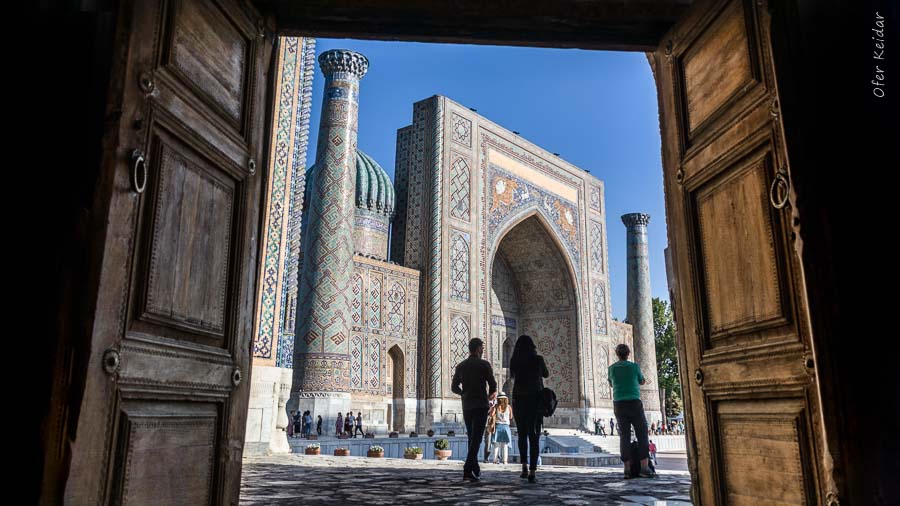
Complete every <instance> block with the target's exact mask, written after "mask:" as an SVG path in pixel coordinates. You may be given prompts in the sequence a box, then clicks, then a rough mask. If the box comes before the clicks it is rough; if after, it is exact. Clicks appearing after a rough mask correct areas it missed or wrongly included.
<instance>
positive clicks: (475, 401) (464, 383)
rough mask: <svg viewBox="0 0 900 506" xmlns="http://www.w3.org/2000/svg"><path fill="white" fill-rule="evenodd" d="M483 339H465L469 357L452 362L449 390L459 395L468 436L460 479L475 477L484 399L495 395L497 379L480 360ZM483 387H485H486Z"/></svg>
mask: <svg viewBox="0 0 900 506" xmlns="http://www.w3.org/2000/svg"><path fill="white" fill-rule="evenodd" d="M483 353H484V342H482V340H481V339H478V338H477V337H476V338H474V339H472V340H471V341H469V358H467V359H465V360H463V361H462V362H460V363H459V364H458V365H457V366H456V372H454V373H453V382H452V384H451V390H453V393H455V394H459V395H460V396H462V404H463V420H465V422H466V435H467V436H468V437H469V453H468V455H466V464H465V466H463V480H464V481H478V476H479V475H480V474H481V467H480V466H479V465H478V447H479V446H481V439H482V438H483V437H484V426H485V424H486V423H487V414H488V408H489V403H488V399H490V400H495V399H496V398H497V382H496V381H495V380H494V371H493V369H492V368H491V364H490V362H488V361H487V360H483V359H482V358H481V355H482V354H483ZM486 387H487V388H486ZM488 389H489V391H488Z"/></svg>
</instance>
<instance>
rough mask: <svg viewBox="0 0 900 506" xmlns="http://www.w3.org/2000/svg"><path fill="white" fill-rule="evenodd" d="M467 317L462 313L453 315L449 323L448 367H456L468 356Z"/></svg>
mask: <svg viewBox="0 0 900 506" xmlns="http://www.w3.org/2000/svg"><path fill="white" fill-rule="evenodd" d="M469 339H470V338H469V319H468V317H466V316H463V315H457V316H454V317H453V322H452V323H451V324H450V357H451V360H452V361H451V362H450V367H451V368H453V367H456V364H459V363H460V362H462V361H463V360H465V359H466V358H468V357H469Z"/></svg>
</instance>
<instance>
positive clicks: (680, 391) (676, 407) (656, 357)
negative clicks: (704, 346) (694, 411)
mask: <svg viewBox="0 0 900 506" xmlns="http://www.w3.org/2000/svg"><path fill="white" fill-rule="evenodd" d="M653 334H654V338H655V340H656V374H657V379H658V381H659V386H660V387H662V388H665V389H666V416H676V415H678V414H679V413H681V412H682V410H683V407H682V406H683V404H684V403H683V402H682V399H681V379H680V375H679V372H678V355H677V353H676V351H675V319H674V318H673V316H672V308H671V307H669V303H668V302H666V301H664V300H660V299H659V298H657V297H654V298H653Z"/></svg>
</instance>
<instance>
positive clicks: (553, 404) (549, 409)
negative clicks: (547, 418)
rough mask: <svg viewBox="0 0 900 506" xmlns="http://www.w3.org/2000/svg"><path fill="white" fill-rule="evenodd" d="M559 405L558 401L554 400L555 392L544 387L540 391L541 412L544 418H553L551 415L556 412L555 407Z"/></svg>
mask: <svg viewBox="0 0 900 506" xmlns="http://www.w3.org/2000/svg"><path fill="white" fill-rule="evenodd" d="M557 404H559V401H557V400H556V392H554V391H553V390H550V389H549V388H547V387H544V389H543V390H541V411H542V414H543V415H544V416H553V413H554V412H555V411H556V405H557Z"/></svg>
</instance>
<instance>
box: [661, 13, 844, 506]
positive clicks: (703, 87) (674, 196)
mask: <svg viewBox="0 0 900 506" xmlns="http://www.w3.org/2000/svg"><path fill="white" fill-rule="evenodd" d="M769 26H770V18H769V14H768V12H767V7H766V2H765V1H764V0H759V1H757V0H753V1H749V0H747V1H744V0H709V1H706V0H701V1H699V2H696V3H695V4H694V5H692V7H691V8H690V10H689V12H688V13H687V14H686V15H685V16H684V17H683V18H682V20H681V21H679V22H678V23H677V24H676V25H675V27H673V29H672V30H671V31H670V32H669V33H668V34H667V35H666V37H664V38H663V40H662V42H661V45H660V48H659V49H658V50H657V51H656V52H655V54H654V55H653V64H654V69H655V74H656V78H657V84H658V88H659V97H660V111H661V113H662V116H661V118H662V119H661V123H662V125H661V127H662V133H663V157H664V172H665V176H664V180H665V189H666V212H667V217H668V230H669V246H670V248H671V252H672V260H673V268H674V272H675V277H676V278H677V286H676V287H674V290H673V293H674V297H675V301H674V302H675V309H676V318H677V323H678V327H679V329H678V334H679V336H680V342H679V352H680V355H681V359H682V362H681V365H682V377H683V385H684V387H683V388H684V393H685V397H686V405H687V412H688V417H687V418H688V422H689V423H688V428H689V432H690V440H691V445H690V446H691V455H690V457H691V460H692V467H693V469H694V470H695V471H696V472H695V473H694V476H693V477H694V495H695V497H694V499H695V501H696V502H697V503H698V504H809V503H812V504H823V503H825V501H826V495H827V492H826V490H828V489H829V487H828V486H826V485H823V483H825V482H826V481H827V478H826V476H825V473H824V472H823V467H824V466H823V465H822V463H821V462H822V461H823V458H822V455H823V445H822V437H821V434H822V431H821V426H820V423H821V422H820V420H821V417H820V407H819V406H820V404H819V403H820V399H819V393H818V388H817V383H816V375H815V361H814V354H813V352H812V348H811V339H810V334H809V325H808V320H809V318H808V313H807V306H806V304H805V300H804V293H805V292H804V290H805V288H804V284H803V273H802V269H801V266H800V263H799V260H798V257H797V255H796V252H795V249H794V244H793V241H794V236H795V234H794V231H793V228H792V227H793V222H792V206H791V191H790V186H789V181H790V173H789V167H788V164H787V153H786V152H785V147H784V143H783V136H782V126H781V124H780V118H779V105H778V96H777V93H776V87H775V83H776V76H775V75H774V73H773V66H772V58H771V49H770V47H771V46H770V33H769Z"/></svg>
########
Write out all the entries word for word, but drop the pictures.

* Completed exercise:
Complete every <instance> block with the target's exact mask, written after "mask:" as an SVG path in pixel coordinates. You may be given prompts in the sequence a box, then clicks, then a rough mask. If the box comes before the clicks it is rough; if after, it is exact. Clicks appearing after a rough mask correct areas it missed or wrongly included.
<instance>
positive clicks: (475, 401) (464, 383)
rough mask: <svg viewBox="0 0 900 506" xmlns="http://www.w3.org/2000/svg"><path fill="white" fill-rule="evenodd" d="M483 339H465L469 357L452 362L449 390L459 395L468 436L460 479L475 477L484 399L495 395L497 379L480 360ZM483 387H485H486Z"/></svg>
mask: <svg viewBox="0 0 900 506" xmlns="http://www.w3.org/2000/svg"><path fill="white" fill-rule="evenodd" d="M483 353H484V342H482V340H481V339H478V338H477V337H476V338H474V339H472V340H471V341H469V358H467V359H465V360H463V361H462V362H460V363H459V364H458V365H457V366H456V372H454V373H453V382H452V384H451V390H453V393H455V394H459V395H460V396H462V404H463V420H465V422H466V435H467V436H468V437H469V453H468V455H466V464H465V466H463V480H464V481H478V476H479V475H480V474H481V467H480V466H479V465H478V447H479V446H481V439H482V438H483V437H484V426H485V424H486V423H487V414H488V408H489V403H488V399H490V400H495V399H496V398H497V382H496V381H495V380H494V371H493V369H492V368H491V364H490V362H488V361H487V360H483V359H482V358H481V355H482V354H483ZM486 387H487V388H486ZM488 389H489V391H488Z"/></svg>
</instance>
<instance>
rough mask: <svg viewBox="0 0 900 506" xmlns="http://www.w3.org/2000/svg"><path fill="white" fill-rule="evenodd" d="M467 317L462 313L453 315L449 323L448 367H456L468 356Z"/></svg>
mask: <svg viewBox="0 0 900 506" xmlns="http://www.w3.org/2000/svg"><path fill="white" fill-rule="evenodd" d="M469 339H470V338H469V319H468V317H466V316H463V315H457V316H454V317H453V322H452V323H451V324H450V357H451V360H452V361H451V362H450V367H451V368H453V367H456V364H459V363H460V362H462V361H463V360H465V359H466V358H468V357H469Z"/></svg>
</instance>
<instance>
positive clicks: (680, 391) (676, 407) (656, 357)
negative clicks: (704, 346) (694, 411)
mask: <svg viewBox="0 0 900 506" xmlns="http://www.w3.org/2000/svg"><path fill="white" fill-rule="evenodd" d="M653 334H654V338H655V340H656V374H657V379H658V381H659V386H660V387H662V388H665V389H666V416H676V415H678V414H679V413H681V412H682V410H683V407H682V406H683V404H684V403H683V402H682V399H681V379H680V375H679V372H678V355H677V353H676V351H675V319H674V318H673V316H672V308H671V307H669V303H668V302H666V301H664V300H660V299H659V298H657V297H654V298H653Z"/></svg>
</instance>
<instance>
positive clicks: (553, 404) (549, 409)
negative clicks: (547, 418)
rough mask: <svg viewBox="0 0 900 506" xmlns="http://www.w3.org/2000/svg"><path fill="white" fill-rule="evenodd" d="M559 405L558 401L554 400L555 392L544 387L540 391L541 412L544 418H553L551 415L556 412L555 407Z"/></svg>
mask: <svg viewBox="0 0 900 506" xmlns="http://www.w3.org/2000/svg"><path fill="white" fill-rule="evenodd" d="M557 404H559V401H557V400H556V392H554V391H553V390H550V389H549V388H547V387H544V389H543V390H541V411H542V414H543V415H544V416H553V413H554V412H555V411H556V405H557Z"/></svg>
</instance>
<instance>
box: [661, 13, 844, 506]
positive clicks: (703, 87) (674, 196)
mask: <svg viewBox="0 0 900 506" xmlns="http://www.w3.org/2000/svg"><path fill="white" fill-rule="evenodd" d="M769 26H770V18H769V14H768V12H767V7H766V2H765V1H764V0H759V1H757V0H753V1H749V0H747V1H744V0H709V1H706V0H701V1H699V2H696V3H695V4H694V5H692V7H691V8H690V10H689V12H688V13H687V14H686V15H685V16H684V17H683V18H682V20H681V21H679V22H678V23H677V24H676V25H675V27H673V29H672V30H671V31H670V32H669V33H668V34H667V35H666V37H664V38H663V40H662V42H661V45H660V48H659V49H658V50H657V51H656V52H655V54H654V55H653V64H654V69H655V74H656V78H657V84H658V88H659V97H660V111H661V113H662V116H661V118H662V119H661V123H662V125H661V127H662V133H663V157H664V172H665V176H664V180H665V189H666V212H667V217H668V230H669V246H670V248H671V252H672V260H673V268H674V272H675V277H676V278H677V286H676V287H674V290H673V293H674V297H675V301H674V302H675V309H676V318H677V323H678V327H679V329H678V334H679V336H680V342H679V352H680V355H681V359H682V362H681V365H682V377H683V385H684V387H683V388H684V393H685V397H686V405H687V412H688V417H687V418H688V422H689V423H688V428H689V432H690V440H691V445H690V446H691V455H690V457H691V460H692V467H693V469H694V470H695V471H696V472H695V473H694V476H693V477H694V495H695V497H694V499H695V501H696V502H697V503H698V504H809V503H812V504H823V503H825V501H826V495H827V492H826V490H828V489H829V487H828V486H826V485H823V483H825V482H826V481H827V478H826V476H825V473H824V472H823V467H824V466H823V465H822V463H821V462H822V461H823V458H822V455H823V445H822V437H821V434H822V431H821V426H820V423H821V422H820V420H821V417H820V407H819V406H820V404H819V403H820V399H819V393H818V388H817V383H816V375H815V361H814V354H813V352H812V348H811V339H810V334H809V325H808V320H809V318H808V313H807V306H806V304H805V300H804V293H805V292H804V290H805V288H804V284H803V273H802V269H801V266H800V263H799V260H798V257H797V255H796V252H795V249H794V244H793V241H794V236H795V234H794V231H793V228H792V227H793V222H792V206H791V191H790V186H789V181H790V173H789V167H788V164H787V153H786V152H785V147H784V143H783V136H782V126H781V124H780V118H779V105H778V96H777V93H776V87H775V83H776V76H775V75H774V73H773V66H772V58H771V49H770V47H771V46H770V33H769Z"/></svg>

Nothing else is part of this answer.